▸ **Selection**:
------------------------
William Farfan-Rios

William Farfan-Rios is an avid forest ecologist with long-standing field experience. His research is focused on the study of tropical tree communities’ composition, dynamics, distribution and their responses to global change. He has been coordinating and leading field campaigns and research projects in the Andean-Amazonian elevational transect established by the Andes Biodiversity and Ecosystem Research Group. Working closely with Drs. Jonathan Myers (Washington University) and Sebastian Tello (Missouri Botanical Garden), William will integrate data of long-term forests inventories across the Andes-to-Amazon elevational gradients in six countries. He will use the elevational transects as a natural laboratory to explore the effects of anthropogenic climate change on tropical biodiversity and ecosystem processes.
------------------------
▸ **Requests**:
• a. Write out the portion of the William Farfan-Rios profile starting at "William Farfan-Rios is" and ending at "and ecosystem processes.".
• b. Continue the William Farfan-Rios profile, picking up after its final sentence.

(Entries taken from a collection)
------------------------
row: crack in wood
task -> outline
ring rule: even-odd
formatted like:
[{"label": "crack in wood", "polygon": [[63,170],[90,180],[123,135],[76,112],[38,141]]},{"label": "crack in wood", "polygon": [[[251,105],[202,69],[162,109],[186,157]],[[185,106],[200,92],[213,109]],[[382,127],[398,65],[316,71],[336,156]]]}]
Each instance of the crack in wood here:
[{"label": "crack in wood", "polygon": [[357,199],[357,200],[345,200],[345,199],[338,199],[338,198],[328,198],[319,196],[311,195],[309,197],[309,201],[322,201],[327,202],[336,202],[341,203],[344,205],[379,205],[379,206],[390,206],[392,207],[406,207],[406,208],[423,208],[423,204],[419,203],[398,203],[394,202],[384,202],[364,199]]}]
------------------------
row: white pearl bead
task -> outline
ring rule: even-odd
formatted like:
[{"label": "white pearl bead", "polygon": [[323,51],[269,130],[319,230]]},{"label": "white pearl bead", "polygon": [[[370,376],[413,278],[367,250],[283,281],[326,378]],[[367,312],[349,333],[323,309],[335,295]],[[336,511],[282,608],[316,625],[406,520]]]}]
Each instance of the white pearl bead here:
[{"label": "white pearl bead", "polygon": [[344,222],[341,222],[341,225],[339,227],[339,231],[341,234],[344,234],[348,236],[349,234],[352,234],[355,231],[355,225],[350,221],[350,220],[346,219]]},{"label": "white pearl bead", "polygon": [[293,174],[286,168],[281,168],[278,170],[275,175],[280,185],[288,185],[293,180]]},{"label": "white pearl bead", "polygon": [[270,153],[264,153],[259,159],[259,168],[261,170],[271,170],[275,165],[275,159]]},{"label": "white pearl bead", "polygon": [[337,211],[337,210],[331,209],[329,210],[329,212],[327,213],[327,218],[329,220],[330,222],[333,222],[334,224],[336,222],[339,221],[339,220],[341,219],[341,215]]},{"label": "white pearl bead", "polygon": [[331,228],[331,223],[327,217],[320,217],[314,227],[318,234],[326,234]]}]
------------------------
▸ **Per-task answers**:
• a.
William Farfan-Rios is an avid forest ecologist with long-standing field experience. His research is focused on the study of tropical tree communities’ composition, dynamics, distribution and their responses to global change. He has been coordinating and leading field campaigns and research projects in the Andean-Amazonian elevational transect established by the Andes Biodiversity and Ecosystem Research Group. Working closely with Drs. Jonathan Myers (Washington University) and Sebastian Tello (Missouri Botanical Garden), William will integrate data of long-term forests inventories across the Andes-to-Amazon elevational gradients in six countries. He will use the elevational transects as a natural laboratory to explore the effects of anthropogenic climate change on tropical biodiversity and ecosystem processes.

• b.
farfanriosw@wustl.edu

Sacha Heath

Sacha Heath is a conservation ecologist who conducts research to inform and evaluate biodiversity conservation. Her studies have taken her from Alaska to Antarctica and from pristine wilderness areas to human dominated working lands. While Sacha has a soft spot for feathered creatures—and birds have been the focus of most of her research—she is also fascinated by complex ecological interactions involving multiple taxa. As a Living Earth Collaborative Biodiversity Postdoctoral Fellow, Sacha will be focusing on the ecology of urban bird communities. In collaboration with Gerardo Camilo (St. Louis University), Solny Adalsteinsson (Tyson Research Center), Anne Tieber (St. Louis Zoo), and St. Louis Audubon, Sacha will study the effectiveness of a citizen-based backyard conservation program along a rural-to-urban gradient of the St. Louis metropolitan area.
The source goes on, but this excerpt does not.